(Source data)

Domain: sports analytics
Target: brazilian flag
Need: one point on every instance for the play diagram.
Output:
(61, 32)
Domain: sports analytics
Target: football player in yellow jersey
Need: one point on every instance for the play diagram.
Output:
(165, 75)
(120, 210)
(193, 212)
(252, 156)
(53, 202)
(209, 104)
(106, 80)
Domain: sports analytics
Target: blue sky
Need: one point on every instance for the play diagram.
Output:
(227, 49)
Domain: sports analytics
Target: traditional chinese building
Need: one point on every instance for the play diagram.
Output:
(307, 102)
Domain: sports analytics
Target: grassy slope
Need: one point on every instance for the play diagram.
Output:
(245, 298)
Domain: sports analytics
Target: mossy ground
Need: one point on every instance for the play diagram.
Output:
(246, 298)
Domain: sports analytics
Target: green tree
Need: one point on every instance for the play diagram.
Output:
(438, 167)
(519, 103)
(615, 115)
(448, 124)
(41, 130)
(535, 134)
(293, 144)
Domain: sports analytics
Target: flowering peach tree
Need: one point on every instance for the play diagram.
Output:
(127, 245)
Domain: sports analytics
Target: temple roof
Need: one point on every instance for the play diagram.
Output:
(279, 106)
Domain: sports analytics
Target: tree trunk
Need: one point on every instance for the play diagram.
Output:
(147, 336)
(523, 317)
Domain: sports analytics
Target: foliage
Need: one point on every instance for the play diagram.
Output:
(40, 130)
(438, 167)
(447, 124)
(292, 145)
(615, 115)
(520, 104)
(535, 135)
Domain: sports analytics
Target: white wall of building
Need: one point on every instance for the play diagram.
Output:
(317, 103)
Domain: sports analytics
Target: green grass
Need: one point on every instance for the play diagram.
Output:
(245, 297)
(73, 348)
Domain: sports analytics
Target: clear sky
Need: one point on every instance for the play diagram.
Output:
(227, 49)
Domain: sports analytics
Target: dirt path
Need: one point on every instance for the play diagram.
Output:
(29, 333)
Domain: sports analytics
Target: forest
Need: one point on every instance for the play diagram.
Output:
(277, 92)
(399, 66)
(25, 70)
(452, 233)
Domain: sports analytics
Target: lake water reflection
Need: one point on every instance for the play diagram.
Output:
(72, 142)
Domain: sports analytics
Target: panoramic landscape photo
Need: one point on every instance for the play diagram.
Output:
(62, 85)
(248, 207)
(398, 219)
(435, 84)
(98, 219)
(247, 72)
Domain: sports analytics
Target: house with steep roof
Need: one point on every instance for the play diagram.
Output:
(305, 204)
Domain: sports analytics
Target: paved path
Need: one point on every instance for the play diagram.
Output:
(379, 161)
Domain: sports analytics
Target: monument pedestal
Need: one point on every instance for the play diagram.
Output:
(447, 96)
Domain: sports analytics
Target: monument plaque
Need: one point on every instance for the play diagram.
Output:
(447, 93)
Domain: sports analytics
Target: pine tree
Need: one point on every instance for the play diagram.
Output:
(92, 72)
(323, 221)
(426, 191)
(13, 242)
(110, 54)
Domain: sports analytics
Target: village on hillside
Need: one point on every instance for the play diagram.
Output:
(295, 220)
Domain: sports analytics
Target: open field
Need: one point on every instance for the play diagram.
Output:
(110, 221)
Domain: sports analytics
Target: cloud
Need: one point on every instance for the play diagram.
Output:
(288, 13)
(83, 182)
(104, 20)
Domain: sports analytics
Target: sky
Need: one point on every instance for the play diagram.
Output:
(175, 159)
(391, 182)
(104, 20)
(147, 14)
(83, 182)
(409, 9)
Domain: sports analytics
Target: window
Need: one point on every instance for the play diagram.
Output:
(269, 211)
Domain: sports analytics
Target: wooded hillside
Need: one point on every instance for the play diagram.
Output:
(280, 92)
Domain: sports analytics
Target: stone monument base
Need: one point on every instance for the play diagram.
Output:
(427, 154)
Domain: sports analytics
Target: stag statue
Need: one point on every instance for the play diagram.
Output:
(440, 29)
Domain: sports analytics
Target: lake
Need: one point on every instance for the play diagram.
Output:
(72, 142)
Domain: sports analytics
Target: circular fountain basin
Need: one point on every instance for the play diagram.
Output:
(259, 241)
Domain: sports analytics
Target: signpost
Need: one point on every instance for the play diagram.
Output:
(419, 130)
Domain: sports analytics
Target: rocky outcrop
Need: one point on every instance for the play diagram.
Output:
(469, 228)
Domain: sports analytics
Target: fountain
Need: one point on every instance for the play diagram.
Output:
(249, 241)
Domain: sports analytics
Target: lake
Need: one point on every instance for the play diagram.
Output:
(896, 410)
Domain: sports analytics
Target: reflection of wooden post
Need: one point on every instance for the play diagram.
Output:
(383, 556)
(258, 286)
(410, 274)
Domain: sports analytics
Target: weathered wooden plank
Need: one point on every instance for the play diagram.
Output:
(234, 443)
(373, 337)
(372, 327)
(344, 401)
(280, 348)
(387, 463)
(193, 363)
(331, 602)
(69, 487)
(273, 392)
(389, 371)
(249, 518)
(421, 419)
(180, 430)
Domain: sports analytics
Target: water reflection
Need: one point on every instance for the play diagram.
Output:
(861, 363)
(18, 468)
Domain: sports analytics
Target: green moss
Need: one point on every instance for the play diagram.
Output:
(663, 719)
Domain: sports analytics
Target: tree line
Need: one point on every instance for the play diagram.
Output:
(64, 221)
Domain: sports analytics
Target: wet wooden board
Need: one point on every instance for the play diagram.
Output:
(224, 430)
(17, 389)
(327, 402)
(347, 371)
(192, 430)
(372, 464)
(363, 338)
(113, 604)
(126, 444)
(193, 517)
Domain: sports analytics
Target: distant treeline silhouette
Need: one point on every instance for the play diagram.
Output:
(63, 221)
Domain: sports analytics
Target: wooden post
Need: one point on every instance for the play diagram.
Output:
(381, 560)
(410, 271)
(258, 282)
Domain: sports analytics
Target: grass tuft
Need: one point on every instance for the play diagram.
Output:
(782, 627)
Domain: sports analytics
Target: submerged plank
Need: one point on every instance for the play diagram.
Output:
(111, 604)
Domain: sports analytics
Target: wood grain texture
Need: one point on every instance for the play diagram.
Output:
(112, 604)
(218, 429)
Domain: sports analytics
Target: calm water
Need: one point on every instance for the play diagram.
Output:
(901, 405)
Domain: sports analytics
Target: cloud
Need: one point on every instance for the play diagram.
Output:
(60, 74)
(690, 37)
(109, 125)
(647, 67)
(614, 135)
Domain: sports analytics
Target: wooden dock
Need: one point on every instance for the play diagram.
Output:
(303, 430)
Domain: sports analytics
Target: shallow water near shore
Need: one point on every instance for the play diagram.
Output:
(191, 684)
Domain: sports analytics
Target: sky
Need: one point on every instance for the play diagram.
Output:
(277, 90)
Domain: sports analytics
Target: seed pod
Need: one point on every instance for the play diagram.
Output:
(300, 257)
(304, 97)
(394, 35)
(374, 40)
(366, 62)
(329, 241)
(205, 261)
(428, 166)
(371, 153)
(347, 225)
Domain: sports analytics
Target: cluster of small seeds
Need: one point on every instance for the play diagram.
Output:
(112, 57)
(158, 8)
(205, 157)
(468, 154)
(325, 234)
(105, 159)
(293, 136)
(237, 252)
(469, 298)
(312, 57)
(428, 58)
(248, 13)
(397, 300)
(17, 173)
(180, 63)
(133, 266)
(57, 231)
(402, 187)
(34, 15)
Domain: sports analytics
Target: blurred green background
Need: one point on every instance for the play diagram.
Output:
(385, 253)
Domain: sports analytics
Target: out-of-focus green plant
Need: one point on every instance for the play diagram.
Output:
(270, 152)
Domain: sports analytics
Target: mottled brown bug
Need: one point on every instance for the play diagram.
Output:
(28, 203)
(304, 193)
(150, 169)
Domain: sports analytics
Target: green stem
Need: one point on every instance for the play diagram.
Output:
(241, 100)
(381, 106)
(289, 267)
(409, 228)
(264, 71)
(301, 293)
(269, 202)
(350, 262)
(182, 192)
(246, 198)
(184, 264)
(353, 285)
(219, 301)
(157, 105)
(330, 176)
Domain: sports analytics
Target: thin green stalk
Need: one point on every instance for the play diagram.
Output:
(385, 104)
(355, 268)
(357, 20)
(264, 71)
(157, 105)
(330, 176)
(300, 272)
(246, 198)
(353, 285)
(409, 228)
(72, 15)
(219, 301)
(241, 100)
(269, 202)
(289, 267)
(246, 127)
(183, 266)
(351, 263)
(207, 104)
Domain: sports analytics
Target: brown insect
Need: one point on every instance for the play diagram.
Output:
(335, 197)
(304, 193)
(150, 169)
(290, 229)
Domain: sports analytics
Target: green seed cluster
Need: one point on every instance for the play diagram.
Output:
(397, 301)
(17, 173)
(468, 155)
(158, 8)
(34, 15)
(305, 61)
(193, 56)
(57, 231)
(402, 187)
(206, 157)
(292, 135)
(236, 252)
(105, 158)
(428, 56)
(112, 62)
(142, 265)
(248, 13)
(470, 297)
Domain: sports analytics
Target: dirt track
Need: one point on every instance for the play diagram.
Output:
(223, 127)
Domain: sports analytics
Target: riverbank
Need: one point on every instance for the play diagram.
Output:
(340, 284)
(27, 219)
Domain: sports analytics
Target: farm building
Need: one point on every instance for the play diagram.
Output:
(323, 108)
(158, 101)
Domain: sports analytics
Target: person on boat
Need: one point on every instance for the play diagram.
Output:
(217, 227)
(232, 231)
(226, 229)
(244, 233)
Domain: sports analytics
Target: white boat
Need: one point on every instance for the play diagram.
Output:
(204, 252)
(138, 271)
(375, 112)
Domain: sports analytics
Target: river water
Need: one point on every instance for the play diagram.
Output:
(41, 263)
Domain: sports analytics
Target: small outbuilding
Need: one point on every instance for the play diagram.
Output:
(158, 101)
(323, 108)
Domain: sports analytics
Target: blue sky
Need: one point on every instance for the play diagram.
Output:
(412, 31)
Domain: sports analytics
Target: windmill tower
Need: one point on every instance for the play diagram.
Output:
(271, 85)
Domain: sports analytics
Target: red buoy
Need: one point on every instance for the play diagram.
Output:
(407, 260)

Task prompt
Using the entries above, count the lines that have the string "reflection" in them. Answer with that number only.

Response for this exercise
3